> [任务目标 1]:
请照原样重复这段关于预算法的文字中的一部分:从含有“随着经济体制改革的不断深化,社会公众法治”的词句开始,到“预算法的现代化提供理论工具。”为止。

> [文本片段]:
———

中国从社会主义计划经济体制到市场经济体制的转型,堪称“历史上最伟大的经济改革”。〔7〕参见张五常:《中国的经济制度》,中信出版社2009年版,第199页。社会主义市场经济体制建立初期,为了顺应改革,国家顺势制定了现行预算法,对于规范政府预算行为,强化预算管理、分配、监督也确实发挥了重要作用,其历史地位和作用值得肯定。但是,在社会主义经济体制尚未成熟背景下制定的《预算法》,仍具有浓厚的计划经济色彩,政府占据着主导地位,淡薄的法治意识在社会公众和政府间广泛存在。在此背景下,预算法的着力点并不在于成为社会公众管理政府预算行为的法律工具,也不在于如何实现财政民主,而在于成为“政府管理的工具”,即成为以实现对经济的宏观调控为目的,治理和规范政府间预算行为的利器。对此,有学者评价:“预算法其实就是一部翻版的国家预算管理条例,其在立法理念上并无多少创新。”〔8〕熊伟:《认真对待权力:公共预算的法律要义》,载《政法论坛》2011年第5期。

随着经济体制改革的不断深化,社会公众法治意识的逐渐增强,原预算法的很多规定不能满足社会主义市场经济公共财政的现实需要,立法理念和宗旨、法律原则的时代局限性日益显现。《预算法》修改成为一个极其紧迫而现实的问题。预算法修改的核心问题是方向的选择:是只进行技术性规则层面的修补,还是以中共中央深化改革的方针为指引改革预算权力结构与决策方式,从而迈向“现代化的预算法”。

本文拟以法学与预算政治学为视角,探索和评析预算法改革。预算政治学最为核心的三大要素是预算权力结构、决策行为以及预算结果,它可以为预算法的现代化提供理论工具。

二、“权力结构—决策方式—预算结果”分析框架

预算是“通过政治程序分配的财政资源的尝试”,〔9〕Aaron B.Wildavsky,The New Politics of the Budgetary Process,HarperCollins Publisher Inc,1992,p.52.本文探讨的预算权力结构是指在预算过程中的每一环节,预算控制权在各个预算主体之间分配所形成的权力格局以及此种权力结构的机构化。预算权力结构着眼于预算控制权的合理配置,是整个预算法治化的基础和来源;而预算决策方式受到预算程序、预算规则等程序性事项影响,预算决策方式着眼于预算的形式规范,旨在保障预算权力结构的实现;预算结果则是受制于预算权力结构和预算决策方式共同影响下的数据产物。总体而言,预算权力结构一定程度上决定预算决策方式,预算决策方式在不同程度上反映出预算的权力结构。预算结果则是预算权力结构和预算决策方式共同作用的结果,其中任意一项发生改变,预算结果也随之变化。预算法的现代化包括预算权力结构的合理化、决策方式的科学化以及预算结果的可接受性。在探究预算法现代化之前,有必要深入分析我国现行《预算法》所构建的预算权力结构、预算决策方式以及预算结果存在的问题。

———

> [数据摘录]:
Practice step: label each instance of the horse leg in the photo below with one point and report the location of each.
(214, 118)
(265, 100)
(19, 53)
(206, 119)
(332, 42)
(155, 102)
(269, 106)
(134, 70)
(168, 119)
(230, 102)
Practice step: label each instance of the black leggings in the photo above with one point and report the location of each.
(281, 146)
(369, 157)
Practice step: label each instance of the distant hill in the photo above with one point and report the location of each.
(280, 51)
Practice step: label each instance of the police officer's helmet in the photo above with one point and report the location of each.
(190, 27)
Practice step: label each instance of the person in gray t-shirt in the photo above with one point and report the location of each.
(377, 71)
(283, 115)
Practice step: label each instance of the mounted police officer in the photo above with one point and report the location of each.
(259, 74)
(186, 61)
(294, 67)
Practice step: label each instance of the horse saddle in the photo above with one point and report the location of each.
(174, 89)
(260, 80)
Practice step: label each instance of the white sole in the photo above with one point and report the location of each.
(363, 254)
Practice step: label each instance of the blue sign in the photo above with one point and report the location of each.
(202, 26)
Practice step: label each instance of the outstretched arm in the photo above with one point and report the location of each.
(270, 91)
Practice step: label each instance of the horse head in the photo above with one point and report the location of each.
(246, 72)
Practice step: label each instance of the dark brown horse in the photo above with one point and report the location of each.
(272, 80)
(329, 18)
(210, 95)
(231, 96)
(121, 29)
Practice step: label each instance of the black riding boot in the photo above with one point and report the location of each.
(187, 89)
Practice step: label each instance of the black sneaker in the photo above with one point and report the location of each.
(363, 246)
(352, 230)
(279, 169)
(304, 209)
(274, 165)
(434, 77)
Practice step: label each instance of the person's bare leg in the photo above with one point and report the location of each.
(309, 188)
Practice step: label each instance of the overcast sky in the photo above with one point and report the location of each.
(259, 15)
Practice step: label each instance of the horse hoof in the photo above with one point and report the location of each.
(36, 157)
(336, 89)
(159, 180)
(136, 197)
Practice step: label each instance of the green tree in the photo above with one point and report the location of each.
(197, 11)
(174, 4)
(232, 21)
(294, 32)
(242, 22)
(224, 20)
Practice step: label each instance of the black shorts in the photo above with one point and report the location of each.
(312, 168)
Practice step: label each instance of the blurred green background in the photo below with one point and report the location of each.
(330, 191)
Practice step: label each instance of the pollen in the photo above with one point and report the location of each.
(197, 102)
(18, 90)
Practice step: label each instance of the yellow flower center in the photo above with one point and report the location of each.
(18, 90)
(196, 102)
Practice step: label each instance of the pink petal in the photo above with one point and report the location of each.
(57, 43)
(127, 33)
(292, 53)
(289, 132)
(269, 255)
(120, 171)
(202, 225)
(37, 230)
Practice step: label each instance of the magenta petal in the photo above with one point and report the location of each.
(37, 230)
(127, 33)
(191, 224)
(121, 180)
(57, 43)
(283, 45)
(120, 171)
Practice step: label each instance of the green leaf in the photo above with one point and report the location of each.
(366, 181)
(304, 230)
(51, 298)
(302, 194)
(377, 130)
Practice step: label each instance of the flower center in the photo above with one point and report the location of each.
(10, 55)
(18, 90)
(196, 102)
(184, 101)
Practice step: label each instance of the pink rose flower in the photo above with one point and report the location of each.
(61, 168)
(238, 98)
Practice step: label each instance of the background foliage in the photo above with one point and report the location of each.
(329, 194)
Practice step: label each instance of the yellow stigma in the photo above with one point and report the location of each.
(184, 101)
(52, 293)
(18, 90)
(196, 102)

———

> [任务目标 2]:
在上面的条目中,从包含“Practice step: label each instance of the background”的那一行起,一直到条目结尾,逐行原样重写,首尾两端都包括在内。

> [完整输出 1]:
随着经济体制改革的不断深化,社会公众法治意识的逐渐增强,原预算法的很多规定不能满足社会主义市场经济公共财政的现实需要,立法理念和宗旨、法律原则的时代局限性日益显现。《预算法》修改成为一个极其紧迫而现实的问题。预算法修改的核心问题是方向的选择:是只进行技术性规则层面的修补,还是以中共中央深化改革的方针为指引改革预算权力结构与决策方式,从而迈向“现代化的预算法”。

本文拟以法学与预算政治学为视角,探索和评析预算法改革。预算政治学最为核心的三大要素是预算权力结构、决策行为以及预算结果,它可以为预算法的现代化提供理论工具。

> [完整输出 2]:
Practice step: label each instance of the background foliage in the photo above with one point and report the location of each.
(329, 194)
Practice step: label each instance of the yellow stigma in the photo above with one point and report the location of each.
(184, 101)
(52, 293)
(18, 90)
(196, 102)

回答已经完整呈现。